» HOW TO COMPLETE THIS TASK
Copy word for word the part of the passage on Girl Scout cookies that runs from "For context, a" to "plague of ignorance.".

» PASSAGE PROVIDED
For context, a top article that day stated Biden’s White House would distribute 400 million free N95 masks to help control the spread of COVID-19, which continues to ravage Earth’s populace abetted by a concurrent plague of ignorance.

Another story detailed how AT&T and Verizon agreed to limit their rollout of new high-speed 5G networks near airports due to their potential to interfere with “airplane safety technology.” Turns out conspiracy theorists who shriek that 5G transmits COVID-19 simply lack imagination. For my money, dying in a plane crash because some idiot is checking his phone for up-to-the-minute health advice from Joe Rogan is way scarier. (Because of course those same folks will use 5G with no sense of irony. It’s faster.)

I normally stay away from comment boards for reasons anyone who doesn’t enjoy a headlong plunge down a manhole will understand. But a story about cookies, one that mentions Adventurefuls, the new “brownie-inspired cookies with caramel flavored crème and a hint of sea salt” seemed like a low-stakes issue. (I was a Girl Scout once. I never earned a merit badge and quit owing 20¢ in dues. I shudder to think how much interest has accrued.) So I looked at the comments, curious to read some lighthearted reminiscences.

When the first few seemed to equate Girl Scout cookies with crimes against humanity, I was intrigued, lured as always by the siren song of absurdity accompanied by a chorus of achingly earnest concern.

There were comments about sexism, racism, exploitation of minors, virulent consumerism, and environmental catastrophe. I enjoyed the ones that complained the cookies didn’t taste right and there were fewer in a box, apparently unhappy they weren’t provided more lousy cookies to hate-eat. Many mentioned the use of high fructose corn syrup in parallel with these concerns. (That assertion, at least, is untrue.) So I was primed to find that annoying when I read this:

I stopped buying Girl Scout cookies when they started using questionable ingredients like high fructose corn syrup and palm oil, the impacts of which are counter to the spirit of scouting, as I understand it. Palm oil, in particular, is the product of deforestation and threatens species like orangutans. As cheap as it is, I imagine the importation of it would be tied up at some of these ports and I’m not losing sleep over this type of supply chain issue.

These cookies aren’t about supporting Girl Scouts, but industries and interests behind it.

I responded:

Palm oil, yes. This needs to be phased out of everything. But it is difficult to engineer the same texture and flavors without it. That’s not an excuse but these cookies are like Proust’s madeleine. They take us back to our youth and we expect them to taste the same.

But they no longer contain high fructose corn syrup. Of course, it’s easy to hack the sugar shown in the ingredients by listing it in its individual forms to keep the blanket term “sugar” from being one of the first three ingredients.

» PROVIDED RECORDS

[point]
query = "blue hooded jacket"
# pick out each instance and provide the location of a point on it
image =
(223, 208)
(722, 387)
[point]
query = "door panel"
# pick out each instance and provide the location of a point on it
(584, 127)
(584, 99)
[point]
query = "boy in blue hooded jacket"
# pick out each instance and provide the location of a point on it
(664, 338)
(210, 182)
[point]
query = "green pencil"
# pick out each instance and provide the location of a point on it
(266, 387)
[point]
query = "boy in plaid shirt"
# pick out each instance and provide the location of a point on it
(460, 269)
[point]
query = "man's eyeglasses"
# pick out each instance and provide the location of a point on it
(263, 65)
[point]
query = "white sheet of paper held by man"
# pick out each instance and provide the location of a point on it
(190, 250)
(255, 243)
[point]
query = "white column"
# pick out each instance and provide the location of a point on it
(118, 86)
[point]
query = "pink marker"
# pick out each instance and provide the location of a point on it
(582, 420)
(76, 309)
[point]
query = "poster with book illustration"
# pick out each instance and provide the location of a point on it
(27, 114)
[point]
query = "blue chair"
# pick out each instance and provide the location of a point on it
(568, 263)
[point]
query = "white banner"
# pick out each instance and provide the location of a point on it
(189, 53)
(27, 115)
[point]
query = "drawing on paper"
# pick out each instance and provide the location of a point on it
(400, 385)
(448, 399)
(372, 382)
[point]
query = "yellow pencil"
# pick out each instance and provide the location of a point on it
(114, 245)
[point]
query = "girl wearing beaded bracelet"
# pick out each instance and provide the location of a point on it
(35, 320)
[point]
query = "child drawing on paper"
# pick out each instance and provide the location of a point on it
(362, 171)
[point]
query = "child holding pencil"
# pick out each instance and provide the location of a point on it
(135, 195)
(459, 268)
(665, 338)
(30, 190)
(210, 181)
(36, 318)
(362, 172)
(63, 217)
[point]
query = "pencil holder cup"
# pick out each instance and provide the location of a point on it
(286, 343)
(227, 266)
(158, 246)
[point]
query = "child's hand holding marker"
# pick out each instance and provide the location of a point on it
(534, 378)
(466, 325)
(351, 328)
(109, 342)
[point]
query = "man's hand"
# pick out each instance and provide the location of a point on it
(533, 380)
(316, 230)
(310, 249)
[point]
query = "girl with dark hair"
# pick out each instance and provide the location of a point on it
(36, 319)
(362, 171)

» COMPLETED TASK
For context, a top article that day stated Biden’s White House would distribute 400 million free N95 masks to help control the spread of COVID-19, which continues to ravage Earth’s populace abetted by a concurrent plague of ignorance.